Reading text:
○ ○ ○ ○ ○

Eye-catching ‘American in Paris’ at Orpheum

If ever a show should have come to town projecting exuberance, “An American in Paris” was it. Yet the hotly anticipated Broadway touring production that opened Wednesday at the Orpheum Theatre made a surprisingly tepid first impression.

Don’t blame George and Ira Gershwin, whose score for the iconic 1951 film infuses this acclaimed musical theater adaptation. Directed and choreographed by Christopher Wheeldon, with book by playwright Craig Lucas and musical score adapted and arranged by Rob Fisher, Gershwin’s music — with numbers such as “I Got Rhythm,” “S’Wonderful,” “The Man I Love,” and “Shall We Dance?” — are as fresh as ever. And Wheeldon’s dance sequences, when they finally catch fire, are captivating.

But an air of restraint prevailed on opening night. Unevenly cast and dutifully paced, the nearly three-hour performance went through the motions but never quite acquired a sense of emotional depth. Theatergoers are likely to cheer for the show’s visual razzle-dazzle but arrive at the final curtain dry-eyed.

The story begins at the end of World War II; the Allies have prevailed, although GIs Jerry Mulligan (an ebullient McGee Maddox) and his friend Adam Hochberg (a wryly appealing Stephen Brower) still seem shell-shocked from their time as soldiers.

Adam, a composer, introduces Jerry, a visual artist, to Lise (a demure Sara Esty), a French ballerina with ties to Henri Baurel (a charismatic Nick Spangler.) There are secrets all around: Henry professes to love Lise, but he may be gay (his mother thinks so, anyway), and Lise, who is Jewish, loves Jerry, but feels beholden to Henri and his family, who sheltered her during the war.

○ ○ ○ ○ ○

Data to process:

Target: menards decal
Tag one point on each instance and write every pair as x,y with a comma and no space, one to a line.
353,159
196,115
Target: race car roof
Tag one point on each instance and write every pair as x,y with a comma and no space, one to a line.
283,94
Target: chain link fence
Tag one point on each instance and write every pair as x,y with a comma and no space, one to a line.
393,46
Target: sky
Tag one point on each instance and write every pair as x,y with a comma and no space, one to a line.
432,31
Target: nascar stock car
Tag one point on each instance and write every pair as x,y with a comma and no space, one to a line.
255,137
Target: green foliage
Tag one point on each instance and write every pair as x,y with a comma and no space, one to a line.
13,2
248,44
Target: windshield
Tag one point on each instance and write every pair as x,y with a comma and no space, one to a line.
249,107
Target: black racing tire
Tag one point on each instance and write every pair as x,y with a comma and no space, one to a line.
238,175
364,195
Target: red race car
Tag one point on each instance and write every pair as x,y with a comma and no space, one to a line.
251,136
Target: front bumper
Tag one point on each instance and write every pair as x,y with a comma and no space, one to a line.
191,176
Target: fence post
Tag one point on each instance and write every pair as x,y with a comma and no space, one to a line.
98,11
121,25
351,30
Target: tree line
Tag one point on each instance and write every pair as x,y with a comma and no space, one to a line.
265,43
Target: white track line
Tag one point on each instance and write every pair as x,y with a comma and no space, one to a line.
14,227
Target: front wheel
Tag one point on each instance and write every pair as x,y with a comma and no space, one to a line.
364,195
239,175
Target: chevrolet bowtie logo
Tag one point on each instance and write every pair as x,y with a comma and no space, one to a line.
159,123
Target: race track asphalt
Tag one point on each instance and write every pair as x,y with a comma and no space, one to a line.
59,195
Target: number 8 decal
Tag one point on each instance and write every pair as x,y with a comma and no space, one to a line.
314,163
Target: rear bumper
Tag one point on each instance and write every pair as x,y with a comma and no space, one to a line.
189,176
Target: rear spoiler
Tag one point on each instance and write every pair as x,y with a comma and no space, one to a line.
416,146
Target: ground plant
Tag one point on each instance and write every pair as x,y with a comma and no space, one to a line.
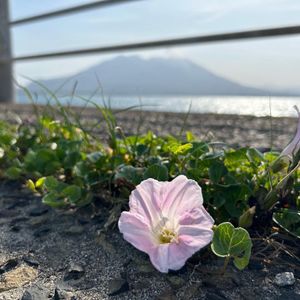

○ ○ ○ ○ ○

Requirements:
**a)** Copy the stretch of the theater review from "But an air of" through "final curtain dry-eyed." word for word.
**b)** Rewrite the stretch of rows from the line containing "Target: race track asphalt" through the end of the rows, replacing "Tag" with "Mark" and changing nothing else. Leave out the picture.
The review and the rows have nothing to do with each other.

Outputs by task:
**a)**
But an air of restraint prevailed on opening night. Unevenly cast and dutifully paced, the nearly three-hour performance went through the motions but never quite acquired a sense of emotional depth. Theatergoers are likely to cheer for the show’s visual razzle-dazzle but arrive at the final curtain dry-eyed.

**b)**
Target: race track asphalt
Mark one point on each instance and write every pair as x,y with a comma and no space, one to a line.
59,195
Target: number 8 decal
Mark one point on each instance and write every pair as x,y with a comma and no space, one to a line.
314,163
Target: rear bumper
Mark one point on each instance and write every pair as x,y with a comma and no space, one to a line.
189,176
Target: rear spoiler
Mark one point on each instance and write every pair as x,y with a comma and no space, one to a line.
416,146
Target: ground plant
Mark one point on each instance and write every pair as x,y with a comma and no space, one to a line.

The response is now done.